(Collection entries)
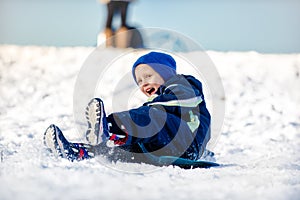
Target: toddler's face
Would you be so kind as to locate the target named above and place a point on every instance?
(148, 79)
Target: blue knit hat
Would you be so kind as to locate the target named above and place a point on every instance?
(162, 63)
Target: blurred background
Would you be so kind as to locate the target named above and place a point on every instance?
(266, 26)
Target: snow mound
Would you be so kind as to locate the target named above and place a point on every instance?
(260, 139)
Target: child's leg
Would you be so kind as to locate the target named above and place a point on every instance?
(97, 131)
(158, 131)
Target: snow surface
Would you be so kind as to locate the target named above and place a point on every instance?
(259, 143)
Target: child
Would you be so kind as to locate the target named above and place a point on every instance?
(174, 122)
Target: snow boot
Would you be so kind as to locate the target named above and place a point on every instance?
(55, 141)
(97, 131)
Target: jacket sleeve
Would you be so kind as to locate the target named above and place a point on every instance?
(178, 99)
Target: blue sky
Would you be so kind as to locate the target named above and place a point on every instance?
(268, 26)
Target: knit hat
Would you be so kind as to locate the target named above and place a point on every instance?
(162, 63)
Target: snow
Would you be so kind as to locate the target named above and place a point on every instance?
(259, 143)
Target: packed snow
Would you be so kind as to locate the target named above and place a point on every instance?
(259, 143)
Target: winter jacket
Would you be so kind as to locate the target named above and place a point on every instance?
(175, 122)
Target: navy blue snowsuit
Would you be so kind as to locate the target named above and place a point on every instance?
(176, 122)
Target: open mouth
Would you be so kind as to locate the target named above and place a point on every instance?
(150, 91)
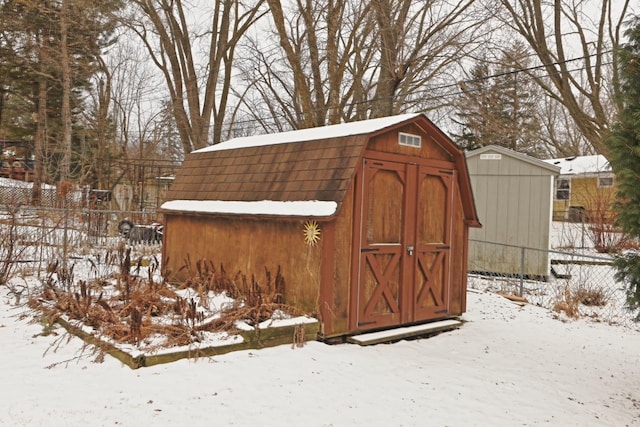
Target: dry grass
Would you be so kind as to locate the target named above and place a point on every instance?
(129, 308)
(570, 300)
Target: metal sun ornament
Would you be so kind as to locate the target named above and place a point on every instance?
(311, 233)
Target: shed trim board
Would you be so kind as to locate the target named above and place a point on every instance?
(379, 264)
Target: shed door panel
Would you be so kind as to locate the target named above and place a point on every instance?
(383, 206)
(404, 244)
(433, 238)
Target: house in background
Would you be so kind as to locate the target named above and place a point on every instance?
(514, 196)
(585, 189)
(366, 222)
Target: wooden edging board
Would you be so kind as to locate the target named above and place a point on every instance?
(254, 339)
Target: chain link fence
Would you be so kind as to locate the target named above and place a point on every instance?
(578, 282)
(32, 239)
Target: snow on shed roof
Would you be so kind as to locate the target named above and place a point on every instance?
(311, 134)
(307, 208)
(514, 154)
(582, 164)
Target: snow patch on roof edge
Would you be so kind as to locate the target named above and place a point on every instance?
(311, 134)
(307, 208)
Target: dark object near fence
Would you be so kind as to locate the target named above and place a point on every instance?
(140, 233)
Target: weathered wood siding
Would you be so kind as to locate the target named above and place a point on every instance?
(249, 246)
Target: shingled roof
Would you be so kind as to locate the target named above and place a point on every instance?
(299, 173)
(298, 166)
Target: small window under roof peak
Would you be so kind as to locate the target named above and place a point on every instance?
(409, 140)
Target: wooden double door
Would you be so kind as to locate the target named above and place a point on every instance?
(404, 243)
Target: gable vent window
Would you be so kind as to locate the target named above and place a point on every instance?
(410, 140)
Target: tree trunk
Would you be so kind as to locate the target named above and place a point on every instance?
(65, 113)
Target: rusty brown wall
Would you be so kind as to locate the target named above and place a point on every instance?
(248, 246)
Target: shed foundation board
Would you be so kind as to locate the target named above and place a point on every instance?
(406, 332)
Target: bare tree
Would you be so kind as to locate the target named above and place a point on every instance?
(336, 61)
(198, 95)
(575, 49)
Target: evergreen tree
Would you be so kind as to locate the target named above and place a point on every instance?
(498, 106)
(624, 154)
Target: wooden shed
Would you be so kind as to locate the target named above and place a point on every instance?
(367, 221)
(514, 194)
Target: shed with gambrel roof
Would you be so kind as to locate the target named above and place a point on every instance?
(366, 221)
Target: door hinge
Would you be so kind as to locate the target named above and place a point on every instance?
(365, 323)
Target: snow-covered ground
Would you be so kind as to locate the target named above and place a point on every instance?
(509, 365)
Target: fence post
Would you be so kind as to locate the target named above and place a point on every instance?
(521, 271)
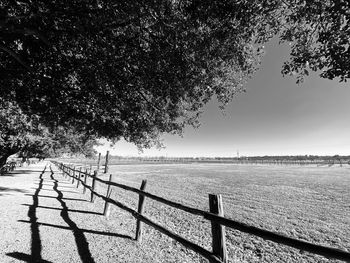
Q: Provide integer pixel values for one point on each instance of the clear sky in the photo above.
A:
(275, 116)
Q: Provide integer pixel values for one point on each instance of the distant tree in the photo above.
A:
(25, 135)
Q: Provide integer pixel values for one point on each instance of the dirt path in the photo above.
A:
(45, 218)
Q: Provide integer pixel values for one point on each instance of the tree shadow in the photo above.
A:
(102, 233)
(25, 257)
(63, 191)
(69, 210)
(80, 239)
(70, 199)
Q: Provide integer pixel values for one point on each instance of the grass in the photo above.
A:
(309, 203)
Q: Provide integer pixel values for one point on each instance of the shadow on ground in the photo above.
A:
(8, 190)
(80, 239)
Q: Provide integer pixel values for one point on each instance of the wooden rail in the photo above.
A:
(219, 251)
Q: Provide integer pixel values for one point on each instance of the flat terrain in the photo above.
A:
(309, 203)
(45, 218)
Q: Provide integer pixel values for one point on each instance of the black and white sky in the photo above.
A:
(275, 116)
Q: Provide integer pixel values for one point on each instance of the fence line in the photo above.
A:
(214, 218)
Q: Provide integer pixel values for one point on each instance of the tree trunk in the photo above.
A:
(3, 159)
(5, 156)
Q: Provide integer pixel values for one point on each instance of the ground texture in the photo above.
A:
(45, 218)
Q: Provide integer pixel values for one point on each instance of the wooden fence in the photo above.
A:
(215, 216)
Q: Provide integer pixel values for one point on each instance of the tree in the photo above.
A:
(25, 135)
(137, 69)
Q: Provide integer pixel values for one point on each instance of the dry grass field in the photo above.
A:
(309, 203)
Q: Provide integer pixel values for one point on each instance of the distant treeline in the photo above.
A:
(286, 159)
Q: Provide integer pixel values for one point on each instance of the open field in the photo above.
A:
(310, 203)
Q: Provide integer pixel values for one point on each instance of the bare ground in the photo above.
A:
(45, 218)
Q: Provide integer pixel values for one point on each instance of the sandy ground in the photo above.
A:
(45, 218)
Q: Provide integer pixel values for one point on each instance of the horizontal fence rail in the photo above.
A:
(325, 251)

→ Task details
For each line above that contains the word "knit", make a copy.

→ Problem solution
Target: blue knit hat
Target: knit hat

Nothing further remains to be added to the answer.